* **LISTE DES ACTIVITÉS**
**a.** D’après le texte sur les bio-indicateurs, qu’arrive-t-il à la mye commune en présence de contaminants ?
**b.** Pour chacun des énoncés suivants, dites s’il concorde avec le texte sur les bio-indicateurs, en citant les mots du texte qui le confirment ou l’infirment. (i) Une espèce sentinelle est toujours un bio-indicateur. (ii) Le lichen joue à la fois le rôle de bio-indicateur et celui de sentinelle. (iii) Les macroinvertébrés filtreurs ont un cycle de vie assez court.
**c.** Poursuivez le texte sur les bio-indicateurs à partir de sa dernière phrase.

* **TEXTE DE LECTURE**
========================================
Lorsqu’on étudie un bio-indicateur, on s’intéresse à la dynamique de sa population. Est-elle en croissance? En décroissance? Stable? Inexistante? On peut alors poser des hypothèses sur la santé de l’écosystème. Disons que dans la zone A du Saguenay, on remarque une baisse de la population de la mye commune, dans la zone B, la population est stable et dans la zone C, la mye est absente. Sachant que la mye meurt en présence de contaminants, on peut commencer à penser que les zones A et C de la rivière nécessitent un grand ménage!  

Pour en apprendre davantage sur les effets des contaminants, on utilise les espèces sentinelles. On note chez ces dernières des changements physiques, moléculaires ou comportementaux au niveau des individus dus à la présence de polluants. (En comparaison, le bio-indicateur donne des informations sur les caractéristiques d’un milieu seulement par sa présence ou son absence.) Une sentinelle n’est pas nécessairement un bio-indicateur, mais l’un n’empêche pas l’autre. Le lichen a la double vocation : il est abondant dans les milieux donc l’air est plus propre et on peut analyser leur physionomie pour comprendre les impacts de certains polluants atmosphériques.  

Les poissons, comme cet achigan à grande bouche, accumulent (par bioaccumulation) des toxines dans leurs tissus.

Qui sont les indicateurs?

Ce n’est pas n’importe qui (ou quoi) qui a toutes les qualifications pour être un bon bio-indicateur. D’abord, il faut toujours se rappeler que l’interprétation des changements d’une population doit être faite de manière réelle. Il ne faut pas tirer des conclusions trop rapides : ce n’est pas parce qu’on voit du lichen quelque part que l’air y est parfaitement pur. Les analyses menées doivent être faites sur différents sites et prendre en compte des tonnes de variables selon les écosystèmes et les bio-indicateurs choisis. La bio-surveillence, bien qu’elle soit aujourd’hui assez répandue, reste une méthode de mesure indirecte.  

Prenons, par exemple, les macroinvertébrés filtreurs qui vivent dans le fond de l’eau.

  • Ils sont généralement présents en grande quantité (donc, en prélever en nature n’a pas véritablement de conséquences sur le milieu).  
  • Leur cycle de vie est assez court, donc il est facile de voir des variations des populations dans le temps (plus que chez des gros mammifères qui vivent très longtemps, comme les éléphants, pour qui il faudrait des années pour étudier les variations entre les générations).
========================================
* **ENTRÉES FOURNIES**
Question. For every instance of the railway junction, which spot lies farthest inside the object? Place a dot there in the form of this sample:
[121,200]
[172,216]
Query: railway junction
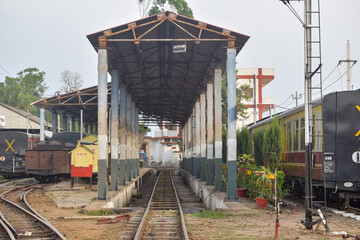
[166,67]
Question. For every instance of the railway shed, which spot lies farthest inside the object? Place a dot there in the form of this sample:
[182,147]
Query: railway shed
[166,67]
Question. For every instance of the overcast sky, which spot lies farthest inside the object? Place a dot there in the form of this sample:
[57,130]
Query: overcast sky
[51,35]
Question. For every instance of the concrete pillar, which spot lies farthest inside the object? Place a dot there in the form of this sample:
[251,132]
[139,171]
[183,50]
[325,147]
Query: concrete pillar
[114,129]
[210,134]
[42,124]
[190,144]
[102,123]
[54,116]
[81,123]
[218,130]
[231,125]
[64,122]
[183,138]
[72,124]
[122,179]
[86,128]
[133,139]
[202,137]
[128,137]
[137,142]
[197,139]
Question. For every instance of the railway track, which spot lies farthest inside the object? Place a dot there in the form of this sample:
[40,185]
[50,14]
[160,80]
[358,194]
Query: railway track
[22,221]
[163,217]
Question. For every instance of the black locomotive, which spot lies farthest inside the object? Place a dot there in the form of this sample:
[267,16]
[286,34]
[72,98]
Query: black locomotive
[13,145]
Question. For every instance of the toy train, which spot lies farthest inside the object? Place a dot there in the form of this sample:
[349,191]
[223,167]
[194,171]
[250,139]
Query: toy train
[22,154]
[335,143]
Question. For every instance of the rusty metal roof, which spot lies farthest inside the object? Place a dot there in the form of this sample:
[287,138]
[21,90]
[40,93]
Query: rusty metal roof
[164,84]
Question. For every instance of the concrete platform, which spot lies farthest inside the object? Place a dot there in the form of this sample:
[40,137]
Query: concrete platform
[212,199]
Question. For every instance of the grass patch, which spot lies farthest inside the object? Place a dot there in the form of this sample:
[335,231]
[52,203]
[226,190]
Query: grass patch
[98,212]
[213,214]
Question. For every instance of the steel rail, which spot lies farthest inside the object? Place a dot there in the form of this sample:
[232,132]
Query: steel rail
[182,218]
[141,225]
[6,228]
[36,213]
[28,213]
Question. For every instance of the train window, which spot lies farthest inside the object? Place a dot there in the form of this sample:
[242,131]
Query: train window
[302,134]
[318,132]
[296,135]
[313,133]
[288,127]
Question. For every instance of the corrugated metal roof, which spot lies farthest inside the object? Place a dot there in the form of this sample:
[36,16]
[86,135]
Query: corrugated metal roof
[164,85]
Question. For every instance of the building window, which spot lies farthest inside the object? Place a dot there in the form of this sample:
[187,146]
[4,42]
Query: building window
[296,135]
[302,134]
[249,92]
[288,127]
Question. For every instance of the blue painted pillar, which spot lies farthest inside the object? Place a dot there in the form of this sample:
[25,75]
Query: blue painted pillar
[114,129]
[72,124]
[54,124]
[133,139]
[102,189]
[64,122]
[197,140]
[42,124]
[202,137]
[137,142]
[231,124]
[128,137]
[122,166]
[210,134]
[218,130]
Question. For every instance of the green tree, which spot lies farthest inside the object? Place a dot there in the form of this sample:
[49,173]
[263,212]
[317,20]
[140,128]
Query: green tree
[71,81]
[240,97]
[242,141]
[27,87]
[151,7]
[273,144]
[258,137]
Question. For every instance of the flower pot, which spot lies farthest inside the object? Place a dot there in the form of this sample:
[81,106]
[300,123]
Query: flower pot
[261,202]
[241,192]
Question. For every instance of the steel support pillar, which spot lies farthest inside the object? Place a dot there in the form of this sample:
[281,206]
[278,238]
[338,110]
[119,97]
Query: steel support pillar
[137,142]
[197,164]
[122,178]
[183,139]
[231,125]
[72,124]
[190,140]
[210,134]
[81,123]
[128,137]
[114,130]
[42,124]
[133,136]
[102,122]
[54,124]
[64,122]
[202,136]
[218,130]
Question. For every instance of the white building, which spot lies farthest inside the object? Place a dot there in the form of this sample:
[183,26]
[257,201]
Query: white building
[164,147]
[263,77]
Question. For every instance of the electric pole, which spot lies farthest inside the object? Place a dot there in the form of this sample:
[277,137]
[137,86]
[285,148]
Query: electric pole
[348,61]
[296,97]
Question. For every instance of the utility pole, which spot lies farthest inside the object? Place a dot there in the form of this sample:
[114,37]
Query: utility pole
[348,61]
[255,106]
[296,97]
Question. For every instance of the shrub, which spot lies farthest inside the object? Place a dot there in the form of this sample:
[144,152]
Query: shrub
[273,144]
[259,147]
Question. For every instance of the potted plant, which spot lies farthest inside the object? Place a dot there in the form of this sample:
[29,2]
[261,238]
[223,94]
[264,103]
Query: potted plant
[244,160]
[264,182]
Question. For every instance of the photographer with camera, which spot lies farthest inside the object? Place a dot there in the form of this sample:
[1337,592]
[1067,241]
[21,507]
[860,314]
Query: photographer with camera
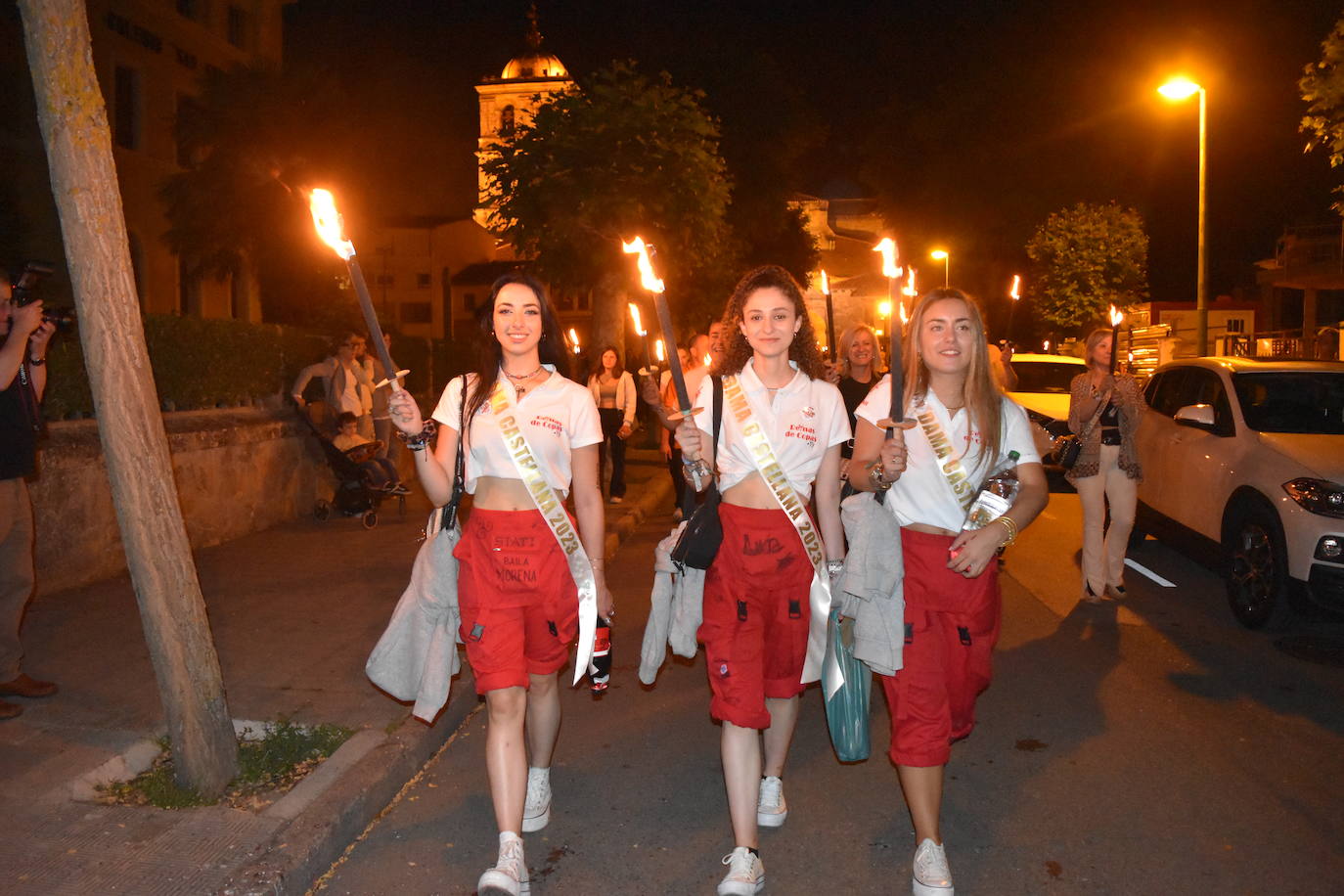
[24,334]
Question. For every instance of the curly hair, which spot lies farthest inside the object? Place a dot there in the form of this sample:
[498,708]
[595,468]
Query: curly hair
[802,351]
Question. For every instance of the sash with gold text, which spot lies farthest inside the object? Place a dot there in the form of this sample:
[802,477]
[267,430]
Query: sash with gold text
[820,662]
[553,510]
[953,471]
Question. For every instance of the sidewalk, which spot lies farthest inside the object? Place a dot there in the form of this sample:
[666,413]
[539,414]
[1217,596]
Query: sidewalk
[294,611]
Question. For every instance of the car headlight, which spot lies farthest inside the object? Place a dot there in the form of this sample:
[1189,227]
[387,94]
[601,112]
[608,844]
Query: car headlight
[1318,496]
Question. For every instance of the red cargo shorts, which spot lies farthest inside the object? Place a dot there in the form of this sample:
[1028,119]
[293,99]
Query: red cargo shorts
[952,626]
[517,600]
[755,614]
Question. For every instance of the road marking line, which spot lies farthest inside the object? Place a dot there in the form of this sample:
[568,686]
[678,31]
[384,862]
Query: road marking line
[1152,575]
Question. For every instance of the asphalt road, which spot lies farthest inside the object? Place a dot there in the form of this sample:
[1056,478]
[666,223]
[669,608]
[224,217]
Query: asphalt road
[1146,747]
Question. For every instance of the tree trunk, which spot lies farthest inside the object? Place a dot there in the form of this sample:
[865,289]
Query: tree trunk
[83,180]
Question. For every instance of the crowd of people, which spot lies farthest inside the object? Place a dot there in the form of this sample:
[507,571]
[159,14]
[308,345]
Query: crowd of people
[779,434]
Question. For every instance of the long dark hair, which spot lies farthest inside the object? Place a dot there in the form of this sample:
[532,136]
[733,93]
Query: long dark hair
[489,355]
[802,349]
[617,371]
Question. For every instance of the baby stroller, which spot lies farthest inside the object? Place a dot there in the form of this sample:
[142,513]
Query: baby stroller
[354,496]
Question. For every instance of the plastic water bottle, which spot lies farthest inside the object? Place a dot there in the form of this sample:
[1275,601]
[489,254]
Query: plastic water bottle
[996,495]
[600,668]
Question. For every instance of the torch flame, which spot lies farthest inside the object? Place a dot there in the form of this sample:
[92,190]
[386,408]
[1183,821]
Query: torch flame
[910,288]
[647,277]
[639,324]
[888,256]
[328,223]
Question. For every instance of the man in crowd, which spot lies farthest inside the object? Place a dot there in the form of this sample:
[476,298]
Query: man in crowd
[23,378]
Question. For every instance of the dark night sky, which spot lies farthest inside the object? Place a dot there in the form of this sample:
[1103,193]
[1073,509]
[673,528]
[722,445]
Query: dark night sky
[972,119]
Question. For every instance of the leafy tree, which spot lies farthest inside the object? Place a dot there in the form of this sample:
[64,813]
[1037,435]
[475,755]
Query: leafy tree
[1322,90]
[237,209]
[626,155]
[1086,258]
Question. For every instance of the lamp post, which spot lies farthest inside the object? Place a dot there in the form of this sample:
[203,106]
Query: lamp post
[942,255]
[1176,90]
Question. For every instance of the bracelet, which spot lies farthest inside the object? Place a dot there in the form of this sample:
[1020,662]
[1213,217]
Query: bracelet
[420,442]
[1012,529]
[876,478]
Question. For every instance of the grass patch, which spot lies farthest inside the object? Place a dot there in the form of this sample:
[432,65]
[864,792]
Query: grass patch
[268,767]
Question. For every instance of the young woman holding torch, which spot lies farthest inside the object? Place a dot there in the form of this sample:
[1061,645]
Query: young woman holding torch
[531,435]
[766,594]
[963,428]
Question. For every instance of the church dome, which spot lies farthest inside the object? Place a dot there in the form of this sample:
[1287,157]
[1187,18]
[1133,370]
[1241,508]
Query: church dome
[534,65]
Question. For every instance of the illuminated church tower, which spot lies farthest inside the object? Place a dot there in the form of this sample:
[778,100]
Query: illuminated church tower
[511,98]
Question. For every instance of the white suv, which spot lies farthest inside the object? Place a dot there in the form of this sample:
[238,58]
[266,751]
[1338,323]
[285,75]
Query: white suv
[1249,454]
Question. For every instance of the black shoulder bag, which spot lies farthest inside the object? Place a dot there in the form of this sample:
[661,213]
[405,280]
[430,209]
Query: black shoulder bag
[449,518]
[703,532]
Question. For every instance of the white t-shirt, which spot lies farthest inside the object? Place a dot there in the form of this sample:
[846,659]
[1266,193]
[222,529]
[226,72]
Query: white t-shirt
[558,417]
[805,420]
[922,493]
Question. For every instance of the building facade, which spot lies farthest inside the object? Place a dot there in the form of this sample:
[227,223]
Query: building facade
[150,57]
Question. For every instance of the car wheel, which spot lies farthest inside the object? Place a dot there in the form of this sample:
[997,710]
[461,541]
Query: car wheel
[1257,568]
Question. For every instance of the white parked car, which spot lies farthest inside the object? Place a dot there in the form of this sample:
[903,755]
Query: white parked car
[1249,456]
[1043,389]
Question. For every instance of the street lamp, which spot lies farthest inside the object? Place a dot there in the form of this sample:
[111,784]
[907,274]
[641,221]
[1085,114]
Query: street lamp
[1178,90]
[941,255]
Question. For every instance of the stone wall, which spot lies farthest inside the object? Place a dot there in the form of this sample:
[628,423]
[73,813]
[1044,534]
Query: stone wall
[238,470]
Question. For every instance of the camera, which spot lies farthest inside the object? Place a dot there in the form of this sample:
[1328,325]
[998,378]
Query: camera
[24,291]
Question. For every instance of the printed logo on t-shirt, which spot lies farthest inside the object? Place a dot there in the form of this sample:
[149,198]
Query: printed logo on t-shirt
[550,424]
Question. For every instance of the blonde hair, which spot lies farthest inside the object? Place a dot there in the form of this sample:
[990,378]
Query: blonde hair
[981,394]
[1093,340]
[845,342]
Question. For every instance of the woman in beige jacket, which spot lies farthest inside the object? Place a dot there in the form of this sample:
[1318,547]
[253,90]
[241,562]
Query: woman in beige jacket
[1103,410]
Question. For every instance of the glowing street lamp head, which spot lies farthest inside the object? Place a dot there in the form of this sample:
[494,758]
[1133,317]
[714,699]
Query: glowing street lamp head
[328,223]
[1179,89]
[647,277]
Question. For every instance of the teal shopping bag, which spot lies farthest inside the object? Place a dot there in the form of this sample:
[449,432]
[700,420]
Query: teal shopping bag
[847,711]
========================================
* **RÉSULTATS DES TÂCHES**
**a.** Elle meurt.

**b.**
(i) Non : « Une sentinelle n’est pas nécessairement un bio-indicateur ».
(ii) Oui : « Le lichen a la double vocation ».
(iii) Oui : « Leur cycle de vie est assez court ».

**c.**
  • Ils sont sédentaires, donc ils sont un échantillon représentatif au niveau local.  
  • Ils peuvent avoir un impact important sur la santé de l’écosystème, car ils représentent un maillon important de la chaîne alimentaire.  

Ils sont donc d’excellents candidats pour être des bio-indicateurs. Divers polluants aquatiques sont attachés aux particules organiques dont ils se nourrissent. Ces toxines s’accumulent dans leurs tissus par bioaccumulation, limitent leur croissance et appauvrissent leur système immunitaire. En étudiant leurs populations, il est possible de constater rapidement des changements dans l’écosystème et ainsi prévenir des perturbations plus grandes.  

On pourrait faire le même exercice avec le plancton, les algues, des bactéries, etc.  

Les larves d'éphémères, qui vivent au fond des cours d'eau sont grandement utilisées comme bio-indicateur.

De manière plus générale, on utilise les populations d’amphibiens, dont la peau perméable peut absorber les toxines dans l’eau, comme des bio-indicateurs (et des sentinelles) de choix dans les milieux aquatiques. On dit aussi que les vers de terre sont de bons indicateurs d’un sol riche en matière organique. Au Québec, en plus de la mye dans le Saguenay, on surveille entre autres le grand héron pour s’assurer de la bonne qualité des eaux du Saint-Laurent.  

Il n’y a pas de bio-indicateur universel : aucun standard n’existe pour le choix des espèces et la justesse des résultats en biosurveillance est encore sujette à débat. Toutefois, si les analyses sont rigoureuses, laisser la nature nous parler, c’est un moyen fascinant de démontrer et comprendre notre impact sur les écosystèmes.